WHAT NEEDS TO BE DONE
Print all entries word for word.

[[ INFORMATION PROVIDED open ]]

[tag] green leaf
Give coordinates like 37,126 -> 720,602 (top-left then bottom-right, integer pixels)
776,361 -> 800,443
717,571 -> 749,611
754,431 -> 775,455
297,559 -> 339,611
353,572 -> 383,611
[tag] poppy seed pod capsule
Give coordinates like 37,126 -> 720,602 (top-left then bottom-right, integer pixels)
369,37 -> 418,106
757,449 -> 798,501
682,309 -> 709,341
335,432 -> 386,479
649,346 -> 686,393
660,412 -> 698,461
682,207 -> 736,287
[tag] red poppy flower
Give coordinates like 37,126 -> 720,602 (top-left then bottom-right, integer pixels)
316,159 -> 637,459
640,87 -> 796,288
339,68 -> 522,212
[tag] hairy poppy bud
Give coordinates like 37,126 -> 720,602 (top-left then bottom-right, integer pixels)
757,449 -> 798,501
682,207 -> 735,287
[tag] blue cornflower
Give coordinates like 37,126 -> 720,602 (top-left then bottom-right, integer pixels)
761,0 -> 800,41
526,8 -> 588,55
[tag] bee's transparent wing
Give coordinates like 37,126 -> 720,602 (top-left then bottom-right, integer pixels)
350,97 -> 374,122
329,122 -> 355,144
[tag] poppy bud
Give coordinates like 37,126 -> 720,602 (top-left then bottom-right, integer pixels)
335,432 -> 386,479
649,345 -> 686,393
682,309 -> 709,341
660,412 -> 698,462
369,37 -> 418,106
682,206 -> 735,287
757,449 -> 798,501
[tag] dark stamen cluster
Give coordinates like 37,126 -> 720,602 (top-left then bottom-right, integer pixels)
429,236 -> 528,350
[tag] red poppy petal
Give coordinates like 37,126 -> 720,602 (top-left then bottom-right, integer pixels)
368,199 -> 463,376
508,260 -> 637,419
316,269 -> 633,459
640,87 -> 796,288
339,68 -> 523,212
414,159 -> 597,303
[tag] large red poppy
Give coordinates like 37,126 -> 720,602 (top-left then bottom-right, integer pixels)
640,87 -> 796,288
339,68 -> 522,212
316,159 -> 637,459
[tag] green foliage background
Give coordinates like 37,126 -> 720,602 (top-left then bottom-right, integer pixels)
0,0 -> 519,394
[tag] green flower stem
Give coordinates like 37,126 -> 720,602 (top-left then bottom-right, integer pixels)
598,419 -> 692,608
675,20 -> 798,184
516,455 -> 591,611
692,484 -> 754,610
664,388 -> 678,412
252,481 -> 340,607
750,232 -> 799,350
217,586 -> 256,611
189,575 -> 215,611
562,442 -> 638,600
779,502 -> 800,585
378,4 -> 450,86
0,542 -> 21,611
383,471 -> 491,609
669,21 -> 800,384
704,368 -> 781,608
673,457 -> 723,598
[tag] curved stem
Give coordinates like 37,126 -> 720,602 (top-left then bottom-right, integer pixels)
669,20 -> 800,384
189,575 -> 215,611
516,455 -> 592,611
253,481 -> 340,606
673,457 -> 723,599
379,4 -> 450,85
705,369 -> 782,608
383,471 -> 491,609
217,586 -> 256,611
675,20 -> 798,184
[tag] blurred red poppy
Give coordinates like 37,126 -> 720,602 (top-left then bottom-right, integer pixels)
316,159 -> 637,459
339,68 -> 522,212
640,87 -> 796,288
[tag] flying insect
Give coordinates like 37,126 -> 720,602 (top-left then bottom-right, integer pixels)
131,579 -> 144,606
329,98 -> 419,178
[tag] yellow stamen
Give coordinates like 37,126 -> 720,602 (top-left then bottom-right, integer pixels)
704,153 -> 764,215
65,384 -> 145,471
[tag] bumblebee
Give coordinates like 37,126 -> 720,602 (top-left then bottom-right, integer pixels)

[[ INFORMATION PROVIDED closed ]]

OUTPUT
[tag] green leaf
Give coordinates like 37,126 -> 720,602 (top-left then bottom-right, integer pixels)
776,361 -> 800,443
717,571 -> 749,611
754,431 -> 775,455
297,559 -> 339,611
353,572 -> 383,611
[tag] poppy seed pod capsule
Give coordinates like 37,126 -> 720,602 (top-left then bottom-right, integer pixels)
369,37 -> 418,106
757,449 -> 798,501
682,309 -> 709,341
335,432 -> 386,479
649,346 -> 686,393
660,412 -> 698,461
682,207 -> 736,287
[tag] red poppy flower
Give coordinates like 37,126 -> 720,602 (top-left then bottom-right, integer pixels)
316,159 -> 637,459
640,87 -> 796,288
339,68 -> 522,212
[tag] hairy poppy bud
Give coordinates like 37,126 -> 720,602 (top-left then bottom-right, integer pixels)
757,449 -> 798,501
682,207 -> 735,287
[tag] blue cornflower
Give coordinates like 37,126 -> 720,602 (top-left then bottom-right, integer pixels)
761,0 -> 800,41
526,8 -> 588,55
[tag] bee's transparent wing
Give coordinates like 37,126 -> 720,602 (top-left then bottom-right, integer pixels)
350,97 -> 374,122
329,122 -> 355,144
[tag] poppy bud
Give coordinates like 37,126 -> 720,602 (top-left then bottom-right, integer pixels)
335,432 -> 386,479
649,345 -> 686,393
682,309 -> 709,341
660,412 -> 698,462
369,37 -> 418,106
682,206 -> 735,287
757,449 -> 798,501
[tag] dark stamen cluster
Give coordinates like 37,126 -> 720,602 (top-left then bottom-right, integer pixels)
429,236 -> 528,350
[tag] red poppy petal
Give coordinates like 37,126 -> 720,602 (top-left then bottom-right, integer pixels)
368,199 -> 463,376
508,260 -> 637,419
316,269 -> 633,459
640,87 -> 796,288
339,68 -> 523,212
414,159 -> 597,303
[tag] large red poppy
Give coordinates like 37,126 -> 720,602 (top-left then bottom-right, integer pixels)
640,87 -> 796,288
339,68 -> 522,212
316,159 -> 637,459
[tag] green foliage background
Give coordinates like 37,126 -> 720,602 (top-left then bottom-right, integer pixels)
0,0 -> 519,394
[tag] green flower stem
Give coordinates like 37,126 -> 720,602 (top-left then bottom-right, integer pixels)
598,419 -> 692,608
675,20 -> 798,184
516,455 -> 591,611
692,484 -> 754,610
664,388 -> 678,412
252,481 -> 340,607
750,232 -> 799,350
217,586 -> 256,611
189,575 -> 215,611
562,442 -> 638,600
779,502 -> 800,585
378,4 -> 450,86
0,542 -> 21,611
383,471 -> 491,609
669,21 -> 800,384
704,368 -> 781,608
673,457 -> 723,598
[tag] curved stem
Give coordinates like 37,126 -> 720,602 (top-left then bottom-right, integer pixels)
669,20 -> 800,384
189,575 -> 215,611
516,455 -> 592,611
253,481 -> 340,606
673,457 -> 723,599
379,4 -> 450,85
705,369 -> 782,608
383,471 -> 491,609
217,586 -> 256,611
675,20 -> 798,184
[tag] blurred red poppy
Give coordinates like 37,126 -> 720,602 (top-left then bottom-right, integer pixels)
316,159 -> 637,459
339,68 -> 522,212
640,87 -> 796,288
[tag] flying insect
Give coordinates like 37,126 -> 720,602 (top-left then bottom-right, integer pixels)
131,579 -> 144,606
329,98 -> 419,178
[tag] yellow stamen
Give coordinates like 37,126 -> 720,602 (top-left then bottom-right, integer pixels)
704,153 -> 764,215
65,384 -> 145,471
[tag] bumblebee
Give coordinates like 37,126 -> 720,602 (top-left then bottom-right, integer pixels)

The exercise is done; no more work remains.